## Page
>> START
Now, to take a closer look at each section of this project, from the bottom-up:

The Arduino

The Arduino receives commands from its Serial interface and toggles its output to control the car’s remote controller.  For a controller that supports only one speed, the circuit looks like this:

Fritzing image of circuit.

Each output pin controls current passing through an opto-isolator, which isolates the circuit of the Arduino from that of the car’s controller. This allows the Arduino to control the car, despite both circuits having different electrical potentials. The switches at the top of the above diagrams are placeholders for the actual control mechanism of the car.  A current-limiting resistor is chosen so as to provide a current within the operating parameters of the opto-isolator. The breadboarded circuit looks like this:

Photo of Arduino Circuit

The sketch that the Arduino runs is very simple:

int pinRight = 11;
int pinLeft = 10;
int pinForward = 9;
int pinReverse = 8;

void setup() {
  Serial.begin(9600);
  pinMode(pinRight, OUTPUT);
  pinMode(pinLeft, OUTPUT);
  pinMode(pinForward, OUTPUT);
  pinMode(pinReverse, OUTPUT);
}

void loop() {
  if(Serial.available() > 0){
    int tmpByte = Serial.read();
    switch(tmpByte){
      case 'w': // Move car FORWARDS
        digitalWrite(pinReverse, LOW);
        digitalWrite(pinForward, HIGH);
        break;
      case 's': // Move car in REVERSE
        digitalWrite(pinForward, LOW);
        digitalWrite(pinReverse, HIGH);
        break;
      case 'a': // Turn steering wheels LEFT
        digitalWrite(pinRight, LOW);
        digitalWrite(pinLeft, HIGH);
        break;
      case 'd': // Turn steering wheels RIGHT
        digitalWrite(pinLeft, LOW);
        digitalWrite(pinRight, HIGH);
        break;
      case '_': // STOP ALL motion
        digitalWrite(pinReverse, LOW);
        digitalWrite(pinForward, LOW);
        // The missing break; here is entirely intentional.
>> END
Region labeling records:
>> START
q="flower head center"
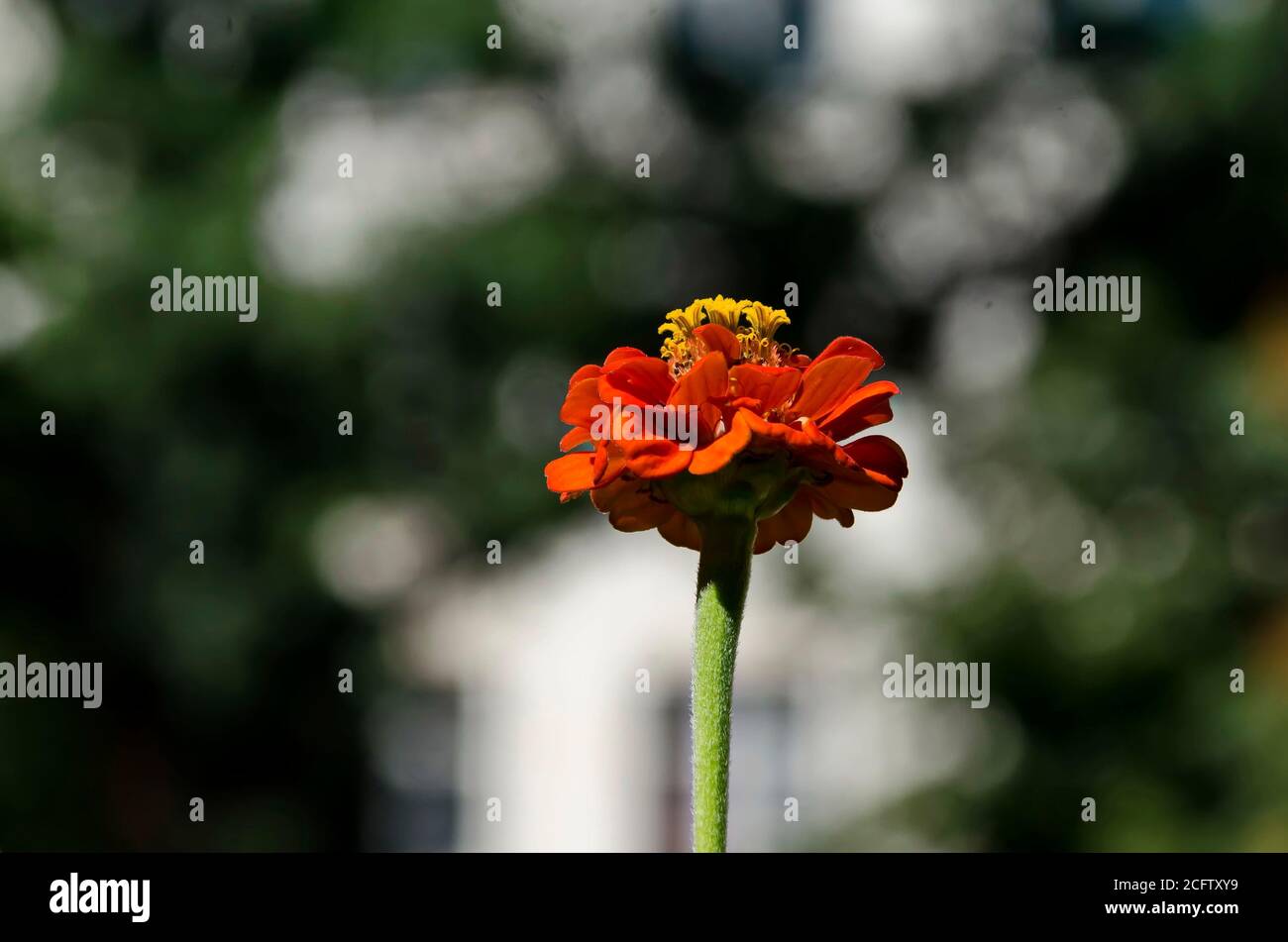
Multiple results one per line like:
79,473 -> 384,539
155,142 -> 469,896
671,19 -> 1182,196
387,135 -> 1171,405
657,295 -> 795,378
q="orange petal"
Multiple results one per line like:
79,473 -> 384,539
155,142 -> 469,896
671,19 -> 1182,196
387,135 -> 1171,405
666,352 -> 729,405
818,468 -> 899,511
591,442 -> 626,487
546,452 -> 596,494
613,439 -> 696,477
845,435 -> 909,489
690,409 -> 752,474
793,357 -> 872,417
590,477 -> 675,533
559,377 -> 600,429
599,357 -> 675,405
559,426 -> 590,452
604,346 -> 645,369
568,363 -> 604,391
729,363 -> 802,413
810,337 -> 885,369
819,379 -> 899,442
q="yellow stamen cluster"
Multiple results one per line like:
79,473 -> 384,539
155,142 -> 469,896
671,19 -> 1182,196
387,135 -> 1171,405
657,295 -> 794,378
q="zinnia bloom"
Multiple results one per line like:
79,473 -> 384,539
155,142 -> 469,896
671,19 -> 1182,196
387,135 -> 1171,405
546,296 -> 909,554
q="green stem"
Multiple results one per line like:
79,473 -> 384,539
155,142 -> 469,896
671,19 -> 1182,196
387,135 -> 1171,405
693,517 -> 756,853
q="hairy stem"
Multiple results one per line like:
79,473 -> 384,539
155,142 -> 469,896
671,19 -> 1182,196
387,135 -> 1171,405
693,516 -> 756,853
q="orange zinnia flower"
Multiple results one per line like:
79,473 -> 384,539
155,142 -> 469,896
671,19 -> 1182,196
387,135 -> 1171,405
546,296 -> 909,554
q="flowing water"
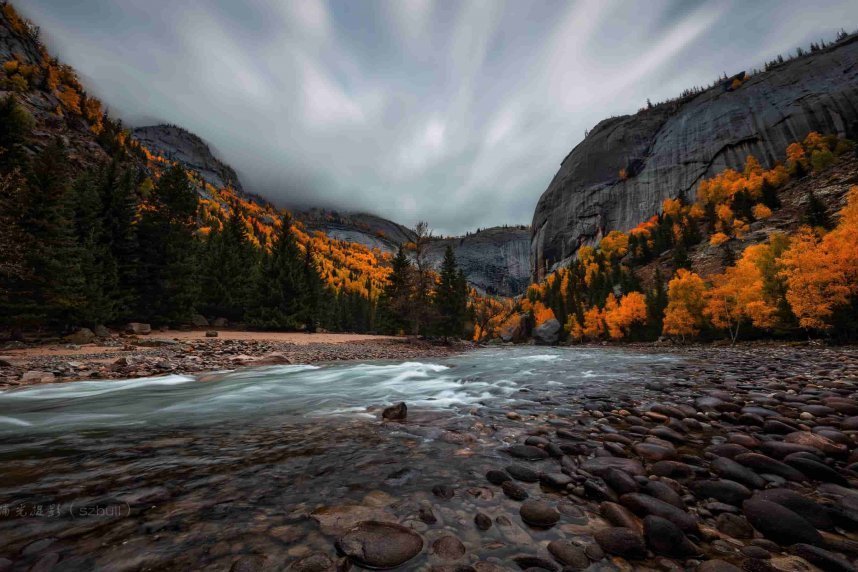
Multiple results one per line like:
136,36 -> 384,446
0,348 -> 681,570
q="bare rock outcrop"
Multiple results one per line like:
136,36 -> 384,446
531,35 -> 858,279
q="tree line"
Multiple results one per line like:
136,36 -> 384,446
0,95 -> 467,337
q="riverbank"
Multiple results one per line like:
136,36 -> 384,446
0,330 -> 473,389
5,346 -> 858,572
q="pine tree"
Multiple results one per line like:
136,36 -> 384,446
200,204 -> 257,321
433,245 -> 468,339
247,216 -> 306,330
378,246 -> 414,334
138,164 -> 198,323
804,191 -> 831,228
>> END
## Required work
A – According to the RC car page, what does each opto-isolator isolate the Arduino's circuit from?
B – Reproduce the passage from the RC car page starting at "Now, to take" and ending at "image of circuit.".
These data come from a different source than the RC car page.

## Responses in order
A – The circuit of the car's controller.

B –
Now, to take a closer look at each section of this project, from the bottom-up:

The Arduino

The Arduino receives commands from its Serial interface and toggles its output to control the car’s remote controller.  For a controller that supports only one speed, the circuit looks like this:

Fritzing image of circuit.